Work required
Please find every line in the items below that contains the word "gray" and copy each of those lines. Case counts.

Records shown
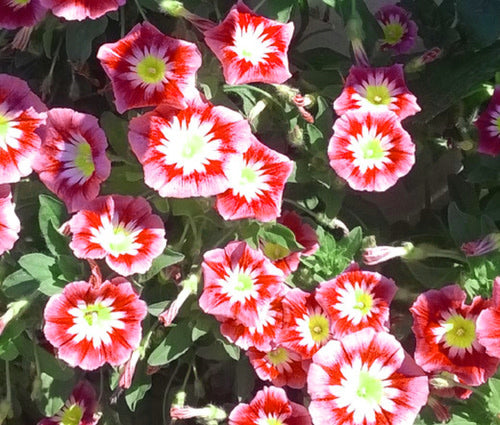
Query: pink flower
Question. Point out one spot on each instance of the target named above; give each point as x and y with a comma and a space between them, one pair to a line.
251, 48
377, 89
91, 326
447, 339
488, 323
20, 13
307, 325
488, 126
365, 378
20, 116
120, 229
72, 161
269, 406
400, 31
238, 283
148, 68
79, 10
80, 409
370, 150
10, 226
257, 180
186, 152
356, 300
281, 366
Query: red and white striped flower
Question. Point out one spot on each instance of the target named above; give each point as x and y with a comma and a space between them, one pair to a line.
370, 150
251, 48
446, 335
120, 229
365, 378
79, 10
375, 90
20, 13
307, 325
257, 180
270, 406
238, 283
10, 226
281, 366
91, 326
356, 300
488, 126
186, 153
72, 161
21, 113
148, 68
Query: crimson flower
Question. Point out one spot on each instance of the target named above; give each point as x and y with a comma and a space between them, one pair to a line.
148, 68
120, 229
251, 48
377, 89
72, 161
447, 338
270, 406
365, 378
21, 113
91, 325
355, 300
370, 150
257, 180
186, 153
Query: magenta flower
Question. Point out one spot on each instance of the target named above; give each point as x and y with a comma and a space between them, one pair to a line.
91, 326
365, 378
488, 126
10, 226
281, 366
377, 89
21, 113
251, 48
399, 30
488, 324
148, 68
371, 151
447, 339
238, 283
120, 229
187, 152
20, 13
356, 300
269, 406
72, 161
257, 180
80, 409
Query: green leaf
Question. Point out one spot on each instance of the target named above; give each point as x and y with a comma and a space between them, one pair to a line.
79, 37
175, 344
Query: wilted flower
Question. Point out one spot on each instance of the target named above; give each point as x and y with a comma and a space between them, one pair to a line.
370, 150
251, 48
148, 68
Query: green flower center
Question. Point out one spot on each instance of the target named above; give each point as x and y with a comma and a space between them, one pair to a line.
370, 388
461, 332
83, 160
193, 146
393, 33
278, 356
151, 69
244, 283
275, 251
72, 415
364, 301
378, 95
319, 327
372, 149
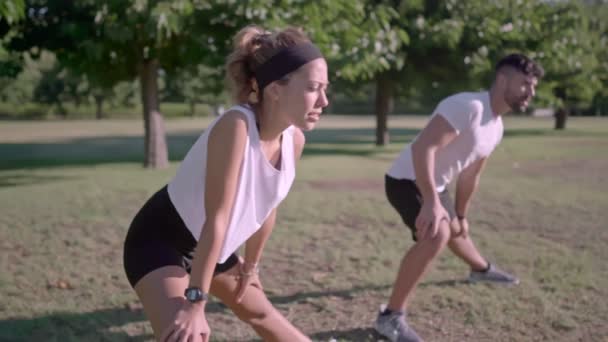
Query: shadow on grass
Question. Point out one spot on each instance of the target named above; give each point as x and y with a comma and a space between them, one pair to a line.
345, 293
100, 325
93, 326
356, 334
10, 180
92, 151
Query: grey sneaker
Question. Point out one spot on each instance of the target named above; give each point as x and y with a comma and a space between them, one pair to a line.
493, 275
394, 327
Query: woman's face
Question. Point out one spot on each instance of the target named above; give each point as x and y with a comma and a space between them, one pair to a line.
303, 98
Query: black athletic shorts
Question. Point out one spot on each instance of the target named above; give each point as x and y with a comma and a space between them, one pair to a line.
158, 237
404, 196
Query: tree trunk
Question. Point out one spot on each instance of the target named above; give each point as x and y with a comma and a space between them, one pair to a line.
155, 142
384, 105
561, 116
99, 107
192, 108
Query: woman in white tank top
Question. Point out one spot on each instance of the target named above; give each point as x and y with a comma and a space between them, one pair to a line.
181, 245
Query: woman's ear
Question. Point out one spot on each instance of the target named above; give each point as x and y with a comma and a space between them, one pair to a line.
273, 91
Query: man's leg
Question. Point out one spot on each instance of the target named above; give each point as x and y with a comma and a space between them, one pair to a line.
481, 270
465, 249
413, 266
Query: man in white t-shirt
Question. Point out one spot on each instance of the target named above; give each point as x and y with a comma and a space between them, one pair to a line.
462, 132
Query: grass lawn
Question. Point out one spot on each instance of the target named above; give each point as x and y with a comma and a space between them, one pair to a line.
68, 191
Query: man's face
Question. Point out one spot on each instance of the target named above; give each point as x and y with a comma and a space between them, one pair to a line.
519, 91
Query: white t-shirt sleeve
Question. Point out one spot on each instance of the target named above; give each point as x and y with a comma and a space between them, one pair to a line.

---

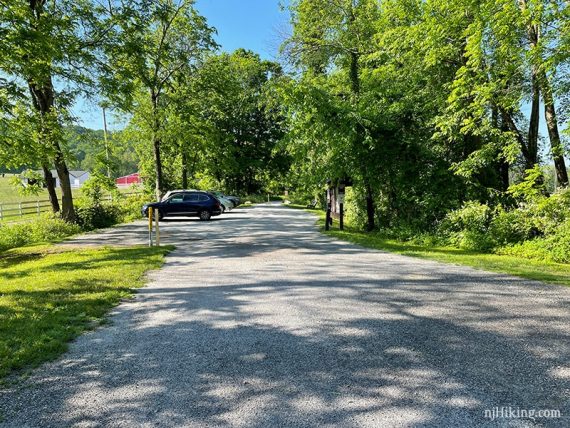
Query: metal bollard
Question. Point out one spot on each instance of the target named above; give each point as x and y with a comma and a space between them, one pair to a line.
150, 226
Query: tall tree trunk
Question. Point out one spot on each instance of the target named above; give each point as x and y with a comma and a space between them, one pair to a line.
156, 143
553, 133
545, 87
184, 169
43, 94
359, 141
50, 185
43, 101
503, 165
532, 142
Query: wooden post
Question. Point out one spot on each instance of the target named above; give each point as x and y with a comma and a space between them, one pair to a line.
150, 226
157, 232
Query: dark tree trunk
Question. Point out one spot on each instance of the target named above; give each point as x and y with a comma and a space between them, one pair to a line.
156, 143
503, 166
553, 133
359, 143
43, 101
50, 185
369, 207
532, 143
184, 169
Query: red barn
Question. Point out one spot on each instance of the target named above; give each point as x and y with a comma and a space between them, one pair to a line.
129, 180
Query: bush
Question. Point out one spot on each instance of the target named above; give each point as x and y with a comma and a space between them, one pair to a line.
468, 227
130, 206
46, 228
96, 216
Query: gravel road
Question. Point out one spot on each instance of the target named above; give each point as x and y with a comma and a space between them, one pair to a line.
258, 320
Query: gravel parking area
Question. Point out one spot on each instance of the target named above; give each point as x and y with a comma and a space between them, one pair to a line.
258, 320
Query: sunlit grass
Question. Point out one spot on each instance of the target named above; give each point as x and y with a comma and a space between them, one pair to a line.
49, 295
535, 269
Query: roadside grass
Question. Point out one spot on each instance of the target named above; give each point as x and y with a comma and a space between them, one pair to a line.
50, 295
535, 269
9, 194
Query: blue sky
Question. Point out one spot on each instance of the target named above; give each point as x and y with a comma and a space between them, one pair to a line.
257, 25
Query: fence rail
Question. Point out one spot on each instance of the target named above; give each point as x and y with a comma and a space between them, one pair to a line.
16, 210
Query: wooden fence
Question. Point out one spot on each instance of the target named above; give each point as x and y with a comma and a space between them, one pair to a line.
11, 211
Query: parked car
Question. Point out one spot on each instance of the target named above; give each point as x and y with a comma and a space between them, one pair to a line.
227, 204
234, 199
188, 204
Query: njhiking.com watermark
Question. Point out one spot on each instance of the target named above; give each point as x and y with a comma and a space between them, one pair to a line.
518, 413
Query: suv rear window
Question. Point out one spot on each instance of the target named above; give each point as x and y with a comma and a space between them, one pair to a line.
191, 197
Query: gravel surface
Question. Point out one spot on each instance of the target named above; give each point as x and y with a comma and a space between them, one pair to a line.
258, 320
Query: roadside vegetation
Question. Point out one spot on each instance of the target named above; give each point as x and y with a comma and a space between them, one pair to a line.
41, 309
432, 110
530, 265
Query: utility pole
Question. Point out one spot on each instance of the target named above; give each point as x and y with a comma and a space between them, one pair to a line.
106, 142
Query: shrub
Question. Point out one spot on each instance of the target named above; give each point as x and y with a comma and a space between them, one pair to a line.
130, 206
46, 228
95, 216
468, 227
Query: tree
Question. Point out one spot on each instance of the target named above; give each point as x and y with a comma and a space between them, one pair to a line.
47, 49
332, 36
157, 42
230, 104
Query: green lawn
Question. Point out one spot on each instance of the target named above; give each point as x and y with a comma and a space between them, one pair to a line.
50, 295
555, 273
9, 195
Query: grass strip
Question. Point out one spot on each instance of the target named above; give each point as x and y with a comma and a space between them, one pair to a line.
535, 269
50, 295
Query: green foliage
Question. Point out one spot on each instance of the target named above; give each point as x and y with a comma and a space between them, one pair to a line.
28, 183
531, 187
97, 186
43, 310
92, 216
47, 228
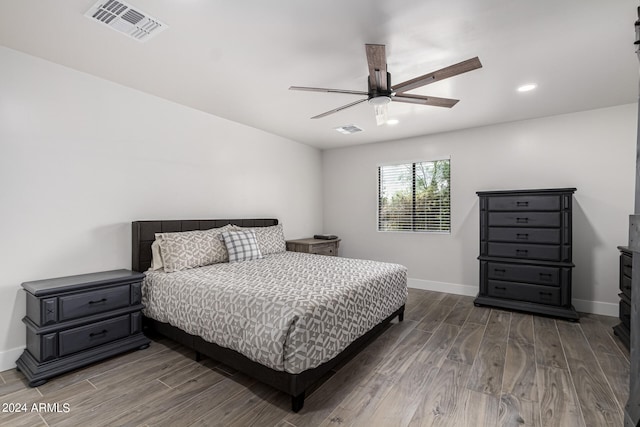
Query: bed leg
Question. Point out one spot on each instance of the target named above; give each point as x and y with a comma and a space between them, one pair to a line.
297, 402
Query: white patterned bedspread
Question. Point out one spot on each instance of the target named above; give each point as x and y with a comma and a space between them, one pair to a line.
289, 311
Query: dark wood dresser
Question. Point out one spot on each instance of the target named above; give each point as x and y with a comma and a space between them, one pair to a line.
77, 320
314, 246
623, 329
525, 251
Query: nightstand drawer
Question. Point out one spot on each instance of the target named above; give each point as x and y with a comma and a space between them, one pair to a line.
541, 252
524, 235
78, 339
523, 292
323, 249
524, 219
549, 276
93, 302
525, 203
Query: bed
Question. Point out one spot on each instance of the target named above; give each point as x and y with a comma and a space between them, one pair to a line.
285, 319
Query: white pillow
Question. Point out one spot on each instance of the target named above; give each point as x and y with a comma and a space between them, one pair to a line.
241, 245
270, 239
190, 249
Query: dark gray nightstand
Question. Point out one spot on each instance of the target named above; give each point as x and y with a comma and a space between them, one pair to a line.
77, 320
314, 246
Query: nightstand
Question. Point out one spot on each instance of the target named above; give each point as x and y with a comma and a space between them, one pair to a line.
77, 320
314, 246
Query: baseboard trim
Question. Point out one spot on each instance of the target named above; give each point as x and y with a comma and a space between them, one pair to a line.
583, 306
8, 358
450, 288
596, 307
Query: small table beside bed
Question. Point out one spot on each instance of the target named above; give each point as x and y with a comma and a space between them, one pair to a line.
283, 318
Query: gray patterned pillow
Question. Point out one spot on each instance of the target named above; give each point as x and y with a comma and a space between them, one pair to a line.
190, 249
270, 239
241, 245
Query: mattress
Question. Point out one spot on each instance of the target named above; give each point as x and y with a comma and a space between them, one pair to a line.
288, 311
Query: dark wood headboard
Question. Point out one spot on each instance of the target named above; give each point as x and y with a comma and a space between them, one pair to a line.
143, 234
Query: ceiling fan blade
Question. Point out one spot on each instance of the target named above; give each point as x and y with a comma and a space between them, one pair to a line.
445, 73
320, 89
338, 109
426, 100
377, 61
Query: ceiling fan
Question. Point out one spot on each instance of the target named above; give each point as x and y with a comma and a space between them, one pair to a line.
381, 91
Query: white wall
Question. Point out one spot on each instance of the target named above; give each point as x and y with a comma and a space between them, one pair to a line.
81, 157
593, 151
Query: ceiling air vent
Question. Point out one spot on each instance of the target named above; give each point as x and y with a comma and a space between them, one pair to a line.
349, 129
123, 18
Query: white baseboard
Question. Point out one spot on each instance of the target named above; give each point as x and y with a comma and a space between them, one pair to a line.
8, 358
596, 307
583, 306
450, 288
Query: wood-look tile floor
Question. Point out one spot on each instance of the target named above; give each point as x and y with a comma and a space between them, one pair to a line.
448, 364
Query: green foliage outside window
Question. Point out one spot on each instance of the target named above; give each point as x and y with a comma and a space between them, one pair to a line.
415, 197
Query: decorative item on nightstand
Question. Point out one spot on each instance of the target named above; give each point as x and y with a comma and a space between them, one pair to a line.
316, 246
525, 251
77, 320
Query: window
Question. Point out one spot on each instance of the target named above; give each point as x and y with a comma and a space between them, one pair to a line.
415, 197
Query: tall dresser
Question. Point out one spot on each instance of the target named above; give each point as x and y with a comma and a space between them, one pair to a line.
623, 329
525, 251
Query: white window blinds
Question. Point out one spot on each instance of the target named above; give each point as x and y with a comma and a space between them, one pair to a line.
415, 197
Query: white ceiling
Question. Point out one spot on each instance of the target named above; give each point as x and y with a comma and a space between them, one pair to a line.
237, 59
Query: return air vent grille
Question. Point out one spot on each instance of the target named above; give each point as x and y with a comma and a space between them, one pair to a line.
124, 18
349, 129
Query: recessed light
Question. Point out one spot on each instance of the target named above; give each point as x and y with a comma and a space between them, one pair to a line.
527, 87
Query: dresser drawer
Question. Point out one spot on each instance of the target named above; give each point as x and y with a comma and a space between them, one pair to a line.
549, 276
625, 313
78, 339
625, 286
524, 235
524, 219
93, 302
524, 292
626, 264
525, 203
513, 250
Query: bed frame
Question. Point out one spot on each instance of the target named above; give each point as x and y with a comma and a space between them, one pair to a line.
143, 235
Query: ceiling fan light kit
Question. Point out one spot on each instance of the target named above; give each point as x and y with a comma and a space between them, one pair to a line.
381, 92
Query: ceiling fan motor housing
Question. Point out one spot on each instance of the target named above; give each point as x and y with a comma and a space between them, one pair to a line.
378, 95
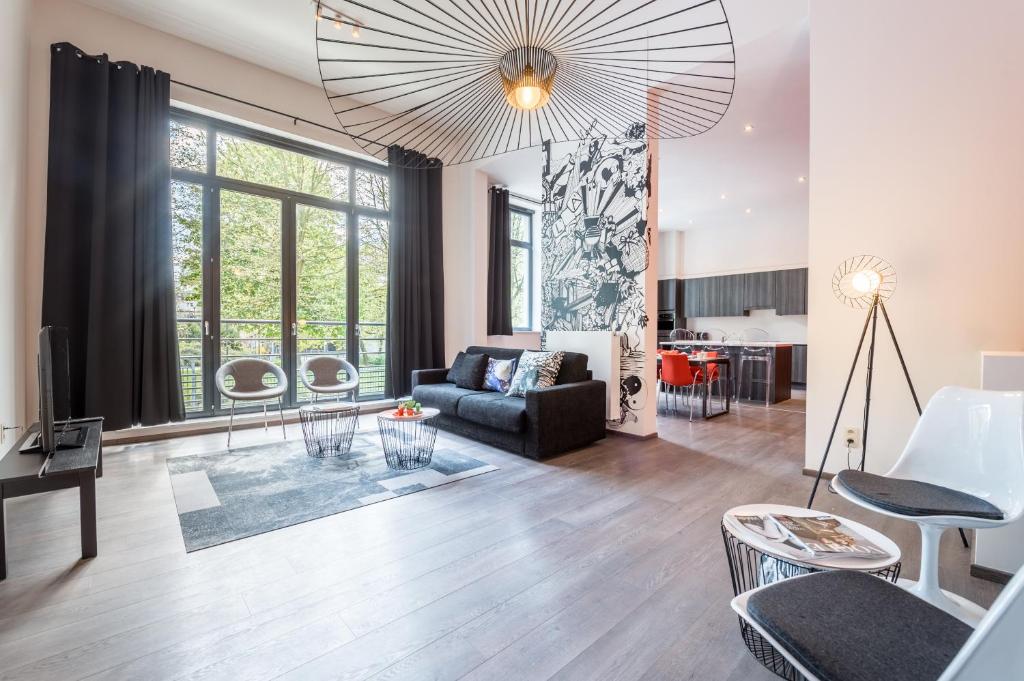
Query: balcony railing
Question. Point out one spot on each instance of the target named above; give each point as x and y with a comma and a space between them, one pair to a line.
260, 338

...

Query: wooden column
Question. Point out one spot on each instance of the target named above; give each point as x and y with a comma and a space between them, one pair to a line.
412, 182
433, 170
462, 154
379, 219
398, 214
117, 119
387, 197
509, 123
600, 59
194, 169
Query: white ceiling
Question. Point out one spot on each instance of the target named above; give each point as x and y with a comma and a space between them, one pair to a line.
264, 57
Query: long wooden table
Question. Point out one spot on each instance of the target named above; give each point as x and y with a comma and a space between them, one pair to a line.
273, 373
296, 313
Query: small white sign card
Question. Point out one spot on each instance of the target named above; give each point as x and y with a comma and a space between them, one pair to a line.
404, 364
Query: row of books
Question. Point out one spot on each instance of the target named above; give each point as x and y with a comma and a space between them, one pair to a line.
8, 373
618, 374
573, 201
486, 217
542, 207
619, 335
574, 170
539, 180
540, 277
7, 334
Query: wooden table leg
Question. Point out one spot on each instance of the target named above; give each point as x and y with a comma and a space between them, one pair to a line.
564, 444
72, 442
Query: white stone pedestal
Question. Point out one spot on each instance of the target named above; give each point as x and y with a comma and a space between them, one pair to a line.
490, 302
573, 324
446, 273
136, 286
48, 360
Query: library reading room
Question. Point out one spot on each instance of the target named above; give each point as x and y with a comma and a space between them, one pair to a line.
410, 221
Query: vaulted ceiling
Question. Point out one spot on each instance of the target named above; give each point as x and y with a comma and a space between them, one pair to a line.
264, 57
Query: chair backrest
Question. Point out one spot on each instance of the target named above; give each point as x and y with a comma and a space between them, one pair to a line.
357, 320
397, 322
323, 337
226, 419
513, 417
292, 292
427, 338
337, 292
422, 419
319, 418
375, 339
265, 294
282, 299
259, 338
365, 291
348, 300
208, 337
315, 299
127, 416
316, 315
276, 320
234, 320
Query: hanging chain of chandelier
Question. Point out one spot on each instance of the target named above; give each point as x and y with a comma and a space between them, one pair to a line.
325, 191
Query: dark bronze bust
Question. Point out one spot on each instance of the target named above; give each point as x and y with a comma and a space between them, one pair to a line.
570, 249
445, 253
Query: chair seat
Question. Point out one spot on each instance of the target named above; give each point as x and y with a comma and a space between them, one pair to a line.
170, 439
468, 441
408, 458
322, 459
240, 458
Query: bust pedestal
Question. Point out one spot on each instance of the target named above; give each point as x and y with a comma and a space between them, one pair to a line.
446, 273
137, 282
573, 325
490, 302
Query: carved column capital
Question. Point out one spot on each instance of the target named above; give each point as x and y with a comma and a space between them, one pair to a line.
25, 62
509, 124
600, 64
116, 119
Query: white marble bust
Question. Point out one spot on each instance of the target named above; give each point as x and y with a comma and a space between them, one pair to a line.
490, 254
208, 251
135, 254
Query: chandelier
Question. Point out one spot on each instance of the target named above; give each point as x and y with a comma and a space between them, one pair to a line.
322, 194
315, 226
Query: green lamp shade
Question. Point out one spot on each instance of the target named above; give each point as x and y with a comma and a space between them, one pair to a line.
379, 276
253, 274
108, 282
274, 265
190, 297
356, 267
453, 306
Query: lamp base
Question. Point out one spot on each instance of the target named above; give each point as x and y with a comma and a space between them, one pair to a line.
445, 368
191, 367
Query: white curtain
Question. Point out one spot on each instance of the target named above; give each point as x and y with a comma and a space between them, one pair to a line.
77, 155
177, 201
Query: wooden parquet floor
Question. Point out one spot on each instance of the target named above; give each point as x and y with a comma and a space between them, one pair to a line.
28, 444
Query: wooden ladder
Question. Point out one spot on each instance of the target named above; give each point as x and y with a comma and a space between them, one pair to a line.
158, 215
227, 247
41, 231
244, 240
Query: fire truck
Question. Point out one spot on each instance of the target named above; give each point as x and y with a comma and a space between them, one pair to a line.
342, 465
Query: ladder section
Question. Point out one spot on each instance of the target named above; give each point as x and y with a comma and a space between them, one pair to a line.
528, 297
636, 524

Answer to the exercise
Query: dark gray nightstand
Query: gray patterned pillow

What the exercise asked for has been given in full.